===== EXERCISE PASSAGE

After considering this evidence, the ALJ found that Smallwood's severe mood disorder "could reasonably be expected to cause [his] alleged symptoms" but that Smallwood's (and his friend's) statements describing the intensity, persistence, and limiting effects of these symptoms were "not credible to the extent that they [were] inconsistent with" the final RFC determination. R. 19. The ALJ "provided a comprehensive list of reasons, " supported by specific evidence in the record, for finding that Smallwood's account of his limitations was not entirely credible. Cooke v. Colvin, No. 4:13cv18, 2014 WL 4567473, at *4 (W.D. Va. Sept. 12, 2014) (Kiser, J.) (finding no error where the ALJ did the same). Smallwood does not challenge this credibility finding.

Ultimately, the ALJ found that Smallwood's "concentration and social function ha[d] been deficient at times, [but that] the remainder of his psychological evaluation[s] ha[d] been relatively normal." R. 22. These findings track with an RFC restricting Smallwood to simple, repetitive work that does not require prolonged concentration and involves little direct interaction with others. See R. 18. Accordingly, I find that substantial evidence supports the ALJ's final RFC determination. See Fields, 2010 WL 723690, at *30.

==========
===== RECORD EXTRACTS

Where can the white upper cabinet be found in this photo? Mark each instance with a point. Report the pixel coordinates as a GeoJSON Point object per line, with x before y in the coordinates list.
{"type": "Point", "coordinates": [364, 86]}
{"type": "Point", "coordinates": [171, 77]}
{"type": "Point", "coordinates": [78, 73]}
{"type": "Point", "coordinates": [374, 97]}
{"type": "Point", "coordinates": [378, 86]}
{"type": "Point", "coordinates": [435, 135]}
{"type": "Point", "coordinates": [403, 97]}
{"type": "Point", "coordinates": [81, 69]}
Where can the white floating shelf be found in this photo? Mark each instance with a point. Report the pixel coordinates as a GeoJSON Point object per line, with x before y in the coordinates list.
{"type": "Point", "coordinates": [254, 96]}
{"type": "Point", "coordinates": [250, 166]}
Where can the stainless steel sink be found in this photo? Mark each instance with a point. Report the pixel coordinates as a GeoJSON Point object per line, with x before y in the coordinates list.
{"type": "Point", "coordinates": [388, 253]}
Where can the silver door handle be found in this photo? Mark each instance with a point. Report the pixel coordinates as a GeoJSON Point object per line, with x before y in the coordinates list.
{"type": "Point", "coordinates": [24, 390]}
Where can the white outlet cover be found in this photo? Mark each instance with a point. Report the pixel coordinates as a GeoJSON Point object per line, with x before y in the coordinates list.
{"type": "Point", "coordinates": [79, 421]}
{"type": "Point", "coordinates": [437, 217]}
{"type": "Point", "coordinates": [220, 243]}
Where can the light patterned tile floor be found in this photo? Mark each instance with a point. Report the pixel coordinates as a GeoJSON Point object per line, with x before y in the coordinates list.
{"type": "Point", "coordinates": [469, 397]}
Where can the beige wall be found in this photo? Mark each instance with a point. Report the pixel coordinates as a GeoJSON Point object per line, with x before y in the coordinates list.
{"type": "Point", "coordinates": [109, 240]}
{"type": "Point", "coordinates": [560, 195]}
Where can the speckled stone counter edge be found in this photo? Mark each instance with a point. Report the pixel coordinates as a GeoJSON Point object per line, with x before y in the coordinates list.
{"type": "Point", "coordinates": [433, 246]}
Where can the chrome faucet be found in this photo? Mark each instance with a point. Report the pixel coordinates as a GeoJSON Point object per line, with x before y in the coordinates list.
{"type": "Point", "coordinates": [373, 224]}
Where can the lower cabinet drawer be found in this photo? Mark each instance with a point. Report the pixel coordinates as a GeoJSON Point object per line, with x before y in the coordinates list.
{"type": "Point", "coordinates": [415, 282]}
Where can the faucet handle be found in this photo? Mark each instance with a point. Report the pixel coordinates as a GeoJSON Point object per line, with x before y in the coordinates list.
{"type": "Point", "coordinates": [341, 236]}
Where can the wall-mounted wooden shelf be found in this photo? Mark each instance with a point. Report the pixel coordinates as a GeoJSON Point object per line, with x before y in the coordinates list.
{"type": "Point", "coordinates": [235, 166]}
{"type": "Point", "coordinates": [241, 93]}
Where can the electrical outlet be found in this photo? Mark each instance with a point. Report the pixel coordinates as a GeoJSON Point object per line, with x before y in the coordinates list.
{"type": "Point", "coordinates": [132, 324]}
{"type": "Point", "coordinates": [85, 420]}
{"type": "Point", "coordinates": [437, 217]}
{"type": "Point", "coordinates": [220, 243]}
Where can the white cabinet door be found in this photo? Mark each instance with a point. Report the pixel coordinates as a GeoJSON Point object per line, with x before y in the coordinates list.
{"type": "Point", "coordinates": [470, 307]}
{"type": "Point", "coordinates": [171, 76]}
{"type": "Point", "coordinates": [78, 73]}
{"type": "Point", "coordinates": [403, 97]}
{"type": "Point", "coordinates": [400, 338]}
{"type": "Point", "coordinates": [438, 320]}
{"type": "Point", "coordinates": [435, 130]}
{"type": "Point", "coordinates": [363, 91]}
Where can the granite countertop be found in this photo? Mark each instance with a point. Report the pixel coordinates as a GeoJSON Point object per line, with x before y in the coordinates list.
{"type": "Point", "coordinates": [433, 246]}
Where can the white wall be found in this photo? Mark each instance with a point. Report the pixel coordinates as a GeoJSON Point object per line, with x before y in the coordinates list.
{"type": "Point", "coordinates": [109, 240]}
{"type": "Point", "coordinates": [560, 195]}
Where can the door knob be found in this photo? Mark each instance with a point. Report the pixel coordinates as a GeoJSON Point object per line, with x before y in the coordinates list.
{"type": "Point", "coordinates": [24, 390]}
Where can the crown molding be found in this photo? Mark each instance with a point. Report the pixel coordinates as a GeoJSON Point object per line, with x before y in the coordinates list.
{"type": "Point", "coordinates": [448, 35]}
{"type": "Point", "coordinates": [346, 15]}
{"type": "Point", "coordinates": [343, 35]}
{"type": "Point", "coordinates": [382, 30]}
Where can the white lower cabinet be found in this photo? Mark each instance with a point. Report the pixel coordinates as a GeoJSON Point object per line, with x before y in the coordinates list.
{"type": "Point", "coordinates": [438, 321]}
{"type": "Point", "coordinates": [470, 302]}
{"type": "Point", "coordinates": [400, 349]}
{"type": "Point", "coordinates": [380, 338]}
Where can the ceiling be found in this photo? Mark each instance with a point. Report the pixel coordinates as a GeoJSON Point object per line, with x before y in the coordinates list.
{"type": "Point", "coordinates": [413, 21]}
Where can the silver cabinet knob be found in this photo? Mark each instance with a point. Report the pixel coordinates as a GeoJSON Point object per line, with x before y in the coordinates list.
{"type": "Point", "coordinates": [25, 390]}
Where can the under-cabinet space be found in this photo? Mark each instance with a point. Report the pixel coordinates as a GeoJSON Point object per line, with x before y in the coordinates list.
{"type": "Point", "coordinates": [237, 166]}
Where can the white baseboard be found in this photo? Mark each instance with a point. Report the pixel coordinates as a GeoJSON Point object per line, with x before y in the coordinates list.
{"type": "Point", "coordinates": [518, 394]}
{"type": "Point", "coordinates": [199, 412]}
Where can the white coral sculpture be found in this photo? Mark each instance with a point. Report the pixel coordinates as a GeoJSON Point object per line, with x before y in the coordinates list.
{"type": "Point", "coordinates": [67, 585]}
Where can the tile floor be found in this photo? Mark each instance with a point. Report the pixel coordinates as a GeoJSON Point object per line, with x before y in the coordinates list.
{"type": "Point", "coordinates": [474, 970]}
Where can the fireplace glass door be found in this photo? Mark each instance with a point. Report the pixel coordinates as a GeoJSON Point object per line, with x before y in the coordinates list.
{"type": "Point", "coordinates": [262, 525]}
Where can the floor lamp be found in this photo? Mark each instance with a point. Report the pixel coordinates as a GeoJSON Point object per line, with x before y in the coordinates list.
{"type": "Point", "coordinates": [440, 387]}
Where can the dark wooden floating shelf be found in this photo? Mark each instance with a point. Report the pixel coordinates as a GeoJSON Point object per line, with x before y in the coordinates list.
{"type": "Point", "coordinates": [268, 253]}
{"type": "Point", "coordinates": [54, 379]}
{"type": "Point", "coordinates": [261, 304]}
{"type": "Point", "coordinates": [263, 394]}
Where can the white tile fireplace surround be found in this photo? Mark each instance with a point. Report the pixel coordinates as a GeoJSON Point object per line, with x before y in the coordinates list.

==========

## TASKS TO PERFORM
1. In the excerpt on the ALJ's findings about Smallwood, reproduce word for word the stretch that begins at the words "After considering this" and ends after "this credibility finding.".
2. Carry the excerpt on the ALJ's findings about Smallwood forward from its last sentence.

## ANSWERS TO THE TASKS
1.
After considering this evidence, the ALJ found that Smallwood's severe mood disorder "could reasonably be expected to cause [his] alleged symptoms" but that Smallwood's (and his friend's) statements describing the intensity, persistence, and limiting effects of these symptoms were "not credible to the extent that they [were] inconsistent with" the final RFC determination. R. 19. The ALJ "provided a comprehensive list of reasons, " supported by specific evidence in the record, for finding that Smallwood's account of his limitations was not entirely credible. Cooke v. Colvin, No. 4:13cv18, 2014 WL 4567473, at *4 (W.D. Va. Sept. 12, 2014) (Kiser, J.) (finding no error where the ALJ did the same). Smallwood does not challenge this credibility finding.

2.
The ALJ's reliance on the VE's testimony in response to a hypothetical question reflecting this RFC, see R. 25-25, 53-54, 57, also was proper. See Hines v. Barnhart, 453 F.3d 559, 566 (4th Cir. 2006) ("In order for a vocational expert's opinion to be relevant or helpful, ... it must be in response to proper hypothetical questions which fairly set out all of [the] claimant's impairments." (brackets omitted)). This testimony, which Smallwood does not challenge on appeal, provides substantial evidence to support the Commissioner's final decision that Smallwood is not disabled within the meaning of the act. See Walls v. Barnhart, 296 F.3d 287, 292 (4th Cir. 2002).

IV. Conclusion

This Court must affirm the Commissioner's final decision that a person is not disabled if the ALJ properly applied the law and substantial evidence in the record supports his factual findings. I find that both requirements were met here. Therefore, I recommend that this Court DENY Smallwood's motion for summary judgment, ECF No. 18, GRANT the Commissioner's motion for summary judgment, ECF No. 19, and DISMISS this case from the docket.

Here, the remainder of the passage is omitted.